Your copy of the entries must be exact, and it must not include the pictures.

* * * * * * *

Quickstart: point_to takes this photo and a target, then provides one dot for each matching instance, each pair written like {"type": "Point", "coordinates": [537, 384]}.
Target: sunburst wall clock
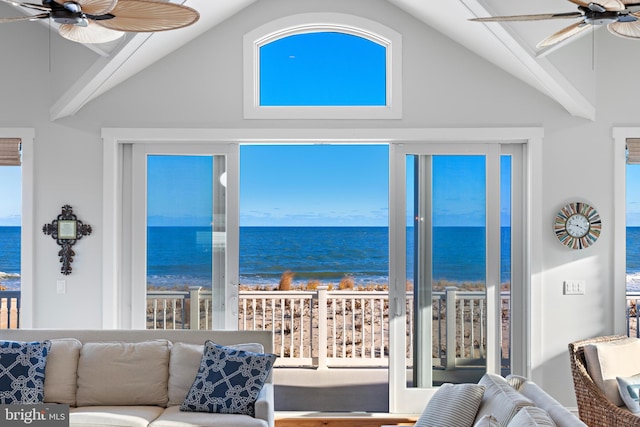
{"type": "Point", "coordinates": [577, 225]}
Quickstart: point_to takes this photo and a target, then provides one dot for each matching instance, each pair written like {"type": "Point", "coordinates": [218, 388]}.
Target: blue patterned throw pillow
{"type": "Point", "coordinates": [228, 380]}
{"type": "Point", "coordinates": [22, 367]}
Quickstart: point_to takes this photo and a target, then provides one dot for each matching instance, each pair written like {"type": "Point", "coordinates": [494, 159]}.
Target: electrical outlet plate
{"type": "Point", "coordinates": [574, 287]}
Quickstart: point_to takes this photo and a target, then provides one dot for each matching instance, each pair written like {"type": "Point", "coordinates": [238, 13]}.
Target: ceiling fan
{"type": "Point", "coordinates": [622, 18]}
{"type": "Point", "coordinates": [101, 21]}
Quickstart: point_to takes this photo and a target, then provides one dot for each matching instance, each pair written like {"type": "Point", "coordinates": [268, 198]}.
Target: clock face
{"type": "Point", "coordinates": [577, 225]}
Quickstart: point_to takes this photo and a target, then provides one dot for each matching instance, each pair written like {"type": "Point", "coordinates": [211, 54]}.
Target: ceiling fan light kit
{"type": "Point", "coordinates": [620, 16]}
{"type": "Point", "coordinates": [101, 21]}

* * * * * * *

SOLUTION:
Quickstart: point_to takes this photo and a target, then provides one dot for each matching instance, each pair written like {"type": "Point", "coordinates": [537, 384]}.
Target: sunburst wall clock
{"type": "Point", "coordinates": [577, 225]}
Quickstart: point_to takes this photo and a target, then provides one dot for each matching instance, each pair written like {"type": "Point", "coordinates": [218, 388]}.
Target: blue patterned throw pillow
{"type": "Point", "coordinates": [228, 380]}
{"type": "Point", "coordinates": [22, 367]}
Quickstart: point_to takes this photo and a target, then provides one dot for each matching instance, each pair written like {"type": "Point", "coordinates": [494, 159]}.
Target: electrical outlet plate
{"type": "Point", "coordinates": [574, 287]}
Quickstart: point_to takes this photo and a target, then provides one dot for each matching instance, each pair written like {"type": "Point", "coordinates": [238, 13]}.
Target: ceiling fan
{"type": "Point", "coordinates": [622, 18]}
{"type": "Point", "coordinates": [101, 21]}
Quickstart: point_to takes this photo and a target, then provides one dot for each matching instance, each pair written like {"type": "Point", "coordinates": [268, 198]}.
Target: clock face
{"type": "Point", "coordinates": [577, 225]}
Quickstart: point_to takes this photo and a target, then provides one dot for each matching instance, each pair written like {"type": "Point", "coordinates": [211, 54]}.
Target: ceiling fan light kit
{"type": "Point", "coordinates": [620, 16]}
{"type": "Point", "coordinates": [101, 21]}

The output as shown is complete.